# Exercise directions
Gather and copy every line of the data below that contains the word "slope". Treat the match as case-sensitive.

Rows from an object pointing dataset
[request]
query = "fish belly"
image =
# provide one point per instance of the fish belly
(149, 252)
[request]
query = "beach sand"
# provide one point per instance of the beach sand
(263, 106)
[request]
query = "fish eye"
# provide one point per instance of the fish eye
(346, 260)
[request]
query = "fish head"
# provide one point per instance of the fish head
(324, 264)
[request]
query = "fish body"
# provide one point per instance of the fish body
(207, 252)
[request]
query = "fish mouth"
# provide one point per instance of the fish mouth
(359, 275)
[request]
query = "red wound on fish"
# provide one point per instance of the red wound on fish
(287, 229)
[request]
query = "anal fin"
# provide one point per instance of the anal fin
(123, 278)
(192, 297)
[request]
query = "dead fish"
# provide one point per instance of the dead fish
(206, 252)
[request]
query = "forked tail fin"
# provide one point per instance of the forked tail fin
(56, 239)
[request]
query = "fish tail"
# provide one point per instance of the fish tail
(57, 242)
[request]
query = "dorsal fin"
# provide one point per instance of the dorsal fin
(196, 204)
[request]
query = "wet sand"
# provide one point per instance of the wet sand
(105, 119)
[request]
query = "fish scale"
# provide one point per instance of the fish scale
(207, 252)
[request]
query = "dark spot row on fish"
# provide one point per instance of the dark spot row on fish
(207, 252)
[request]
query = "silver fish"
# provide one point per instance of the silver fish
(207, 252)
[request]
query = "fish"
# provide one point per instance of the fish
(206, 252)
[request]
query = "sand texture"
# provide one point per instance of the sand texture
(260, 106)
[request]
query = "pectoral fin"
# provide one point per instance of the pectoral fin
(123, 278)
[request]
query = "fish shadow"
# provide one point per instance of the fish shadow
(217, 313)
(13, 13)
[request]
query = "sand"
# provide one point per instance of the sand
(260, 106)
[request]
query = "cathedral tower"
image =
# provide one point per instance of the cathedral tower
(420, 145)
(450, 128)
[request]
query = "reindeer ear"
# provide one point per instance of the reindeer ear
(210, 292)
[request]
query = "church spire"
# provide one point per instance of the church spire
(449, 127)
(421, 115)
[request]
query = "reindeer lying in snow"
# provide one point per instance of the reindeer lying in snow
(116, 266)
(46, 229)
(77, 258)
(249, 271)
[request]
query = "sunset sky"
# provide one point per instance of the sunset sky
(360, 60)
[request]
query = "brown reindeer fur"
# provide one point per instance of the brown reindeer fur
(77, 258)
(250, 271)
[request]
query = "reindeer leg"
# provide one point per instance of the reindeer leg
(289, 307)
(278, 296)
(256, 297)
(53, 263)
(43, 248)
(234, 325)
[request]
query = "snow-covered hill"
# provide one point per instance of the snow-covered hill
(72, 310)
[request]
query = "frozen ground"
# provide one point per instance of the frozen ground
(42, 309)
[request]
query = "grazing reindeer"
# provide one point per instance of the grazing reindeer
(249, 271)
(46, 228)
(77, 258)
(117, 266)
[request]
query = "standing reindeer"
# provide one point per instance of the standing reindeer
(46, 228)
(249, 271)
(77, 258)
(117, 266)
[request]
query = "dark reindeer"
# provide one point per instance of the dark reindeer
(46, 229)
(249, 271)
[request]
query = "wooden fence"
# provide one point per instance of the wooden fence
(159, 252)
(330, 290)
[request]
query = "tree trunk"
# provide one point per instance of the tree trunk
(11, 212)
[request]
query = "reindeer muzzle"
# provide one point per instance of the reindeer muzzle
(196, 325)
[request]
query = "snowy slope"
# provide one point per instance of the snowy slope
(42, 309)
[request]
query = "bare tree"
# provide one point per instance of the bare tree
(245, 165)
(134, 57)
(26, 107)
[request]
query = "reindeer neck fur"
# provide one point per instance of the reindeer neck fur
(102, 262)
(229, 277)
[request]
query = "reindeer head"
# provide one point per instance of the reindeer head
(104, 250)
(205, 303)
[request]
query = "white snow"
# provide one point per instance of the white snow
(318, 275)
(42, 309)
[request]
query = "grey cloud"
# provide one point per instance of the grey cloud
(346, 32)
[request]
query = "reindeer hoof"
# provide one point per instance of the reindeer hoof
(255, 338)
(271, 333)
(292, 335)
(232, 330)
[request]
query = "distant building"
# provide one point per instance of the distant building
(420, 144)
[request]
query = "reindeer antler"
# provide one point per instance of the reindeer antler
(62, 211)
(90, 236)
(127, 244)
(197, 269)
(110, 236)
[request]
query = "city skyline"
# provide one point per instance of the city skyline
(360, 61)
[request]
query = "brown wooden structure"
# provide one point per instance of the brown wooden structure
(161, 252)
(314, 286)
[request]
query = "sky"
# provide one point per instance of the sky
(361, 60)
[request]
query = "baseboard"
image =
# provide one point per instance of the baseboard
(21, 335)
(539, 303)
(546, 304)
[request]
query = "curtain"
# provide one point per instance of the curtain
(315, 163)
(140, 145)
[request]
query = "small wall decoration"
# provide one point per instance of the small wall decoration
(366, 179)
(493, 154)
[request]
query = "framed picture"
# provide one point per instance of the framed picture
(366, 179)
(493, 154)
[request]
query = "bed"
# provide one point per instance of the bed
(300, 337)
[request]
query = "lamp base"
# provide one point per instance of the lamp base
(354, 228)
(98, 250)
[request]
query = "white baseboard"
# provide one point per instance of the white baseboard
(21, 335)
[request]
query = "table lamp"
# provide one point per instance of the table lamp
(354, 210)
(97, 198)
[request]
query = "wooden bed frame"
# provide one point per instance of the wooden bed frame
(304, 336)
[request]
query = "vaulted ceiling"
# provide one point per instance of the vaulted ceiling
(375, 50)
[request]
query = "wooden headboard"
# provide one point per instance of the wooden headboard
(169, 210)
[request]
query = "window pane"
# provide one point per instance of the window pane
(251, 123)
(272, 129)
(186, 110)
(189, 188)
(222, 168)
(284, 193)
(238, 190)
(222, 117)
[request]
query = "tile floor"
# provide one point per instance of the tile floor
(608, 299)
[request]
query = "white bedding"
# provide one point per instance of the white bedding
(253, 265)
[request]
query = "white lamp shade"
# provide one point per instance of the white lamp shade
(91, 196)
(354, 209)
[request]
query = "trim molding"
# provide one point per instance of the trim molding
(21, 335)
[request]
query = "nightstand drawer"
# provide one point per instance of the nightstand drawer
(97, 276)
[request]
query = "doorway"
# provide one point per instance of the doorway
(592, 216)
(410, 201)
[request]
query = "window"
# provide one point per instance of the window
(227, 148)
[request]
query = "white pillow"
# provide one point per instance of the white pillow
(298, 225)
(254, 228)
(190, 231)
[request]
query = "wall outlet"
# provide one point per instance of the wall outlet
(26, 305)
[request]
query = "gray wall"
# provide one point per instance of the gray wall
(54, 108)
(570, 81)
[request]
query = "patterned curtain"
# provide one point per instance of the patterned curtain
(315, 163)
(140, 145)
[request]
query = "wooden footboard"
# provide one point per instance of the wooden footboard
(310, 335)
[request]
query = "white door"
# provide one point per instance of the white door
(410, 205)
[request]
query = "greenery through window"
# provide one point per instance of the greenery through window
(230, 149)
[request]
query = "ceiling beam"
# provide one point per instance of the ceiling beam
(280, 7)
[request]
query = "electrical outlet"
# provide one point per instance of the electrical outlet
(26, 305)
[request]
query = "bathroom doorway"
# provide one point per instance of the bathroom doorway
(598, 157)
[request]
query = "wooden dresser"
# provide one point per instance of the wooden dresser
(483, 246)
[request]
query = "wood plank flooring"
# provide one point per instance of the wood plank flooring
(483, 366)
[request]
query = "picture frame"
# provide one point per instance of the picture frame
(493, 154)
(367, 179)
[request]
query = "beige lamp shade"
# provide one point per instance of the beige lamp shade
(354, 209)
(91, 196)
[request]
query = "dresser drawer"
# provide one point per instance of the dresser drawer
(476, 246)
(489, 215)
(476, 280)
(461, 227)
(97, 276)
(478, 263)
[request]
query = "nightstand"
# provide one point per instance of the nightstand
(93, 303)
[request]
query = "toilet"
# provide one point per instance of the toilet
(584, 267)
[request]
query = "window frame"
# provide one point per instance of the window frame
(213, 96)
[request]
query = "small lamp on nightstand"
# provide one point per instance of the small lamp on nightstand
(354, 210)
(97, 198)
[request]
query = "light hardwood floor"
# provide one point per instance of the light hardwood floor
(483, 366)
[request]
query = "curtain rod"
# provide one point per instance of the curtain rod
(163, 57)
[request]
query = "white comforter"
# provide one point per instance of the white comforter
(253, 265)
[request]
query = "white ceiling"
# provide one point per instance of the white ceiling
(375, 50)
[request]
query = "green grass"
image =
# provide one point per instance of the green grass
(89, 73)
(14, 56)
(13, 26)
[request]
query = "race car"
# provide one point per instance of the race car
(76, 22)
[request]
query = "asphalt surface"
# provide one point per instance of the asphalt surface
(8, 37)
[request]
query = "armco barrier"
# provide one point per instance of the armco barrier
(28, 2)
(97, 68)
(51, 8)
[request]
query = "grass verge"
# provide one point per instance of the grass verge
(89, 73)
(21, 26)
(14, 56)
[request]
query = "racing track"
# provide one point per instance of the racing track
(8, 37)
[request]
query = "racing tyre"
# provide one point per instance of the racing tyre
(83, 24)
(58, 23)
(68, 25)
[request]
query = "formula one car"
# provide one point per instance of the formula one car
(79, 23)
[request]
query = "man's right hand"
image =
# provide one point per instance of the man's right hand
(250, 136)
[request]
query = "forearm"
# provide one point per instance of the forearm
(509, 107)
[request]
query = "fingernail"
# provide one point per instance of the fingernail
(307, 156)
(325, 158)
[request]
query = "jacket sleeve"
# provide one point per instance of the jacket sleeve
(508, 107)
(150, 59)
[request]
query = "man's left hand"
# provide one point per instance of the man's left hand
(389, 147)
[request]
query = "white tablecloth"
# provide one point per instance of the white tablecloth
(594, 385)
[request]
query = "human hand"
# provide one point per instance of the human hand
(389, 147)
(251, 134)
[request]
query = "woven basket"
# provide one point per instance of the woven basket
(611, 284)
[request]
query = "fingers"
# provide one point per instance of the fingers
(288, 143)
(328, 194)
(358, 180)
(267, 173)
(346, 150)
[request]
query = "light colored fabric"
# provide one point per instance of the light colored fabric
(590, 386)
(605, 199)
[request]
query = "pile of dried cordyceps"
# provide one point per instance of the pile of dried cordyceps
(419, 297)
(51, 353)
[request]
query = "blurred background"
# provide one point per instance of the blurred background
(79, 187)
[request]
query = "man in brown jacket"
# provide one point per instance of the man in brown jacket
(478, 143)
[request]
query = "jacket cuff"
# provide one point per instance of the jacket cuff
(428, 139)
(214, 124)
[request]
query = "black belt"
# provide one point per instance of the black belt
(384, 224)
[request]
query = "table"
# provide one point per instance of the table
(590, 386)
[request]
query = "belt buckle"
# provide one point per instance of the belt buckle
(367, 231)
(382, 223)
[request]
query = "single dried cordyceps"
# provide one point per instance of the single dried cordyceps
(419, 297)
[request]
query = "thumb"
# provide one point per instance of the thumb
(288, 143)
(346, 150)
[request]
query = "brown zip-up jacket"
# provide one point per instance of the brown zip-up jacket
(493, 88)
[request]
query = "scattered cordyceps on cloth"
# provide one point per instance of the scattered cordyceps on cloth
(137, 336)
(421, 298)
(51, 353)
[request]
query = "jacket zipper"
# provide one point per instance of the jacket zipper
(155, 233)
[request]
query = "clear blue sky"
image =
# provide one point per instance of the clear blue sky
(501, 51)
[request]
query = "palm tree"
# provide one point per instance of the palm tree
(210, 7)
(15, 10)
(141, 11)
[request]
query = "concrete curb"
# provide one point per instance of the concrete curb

# Reply to the task
query = "snowy slope"
# provide one point per instance of the snowy slope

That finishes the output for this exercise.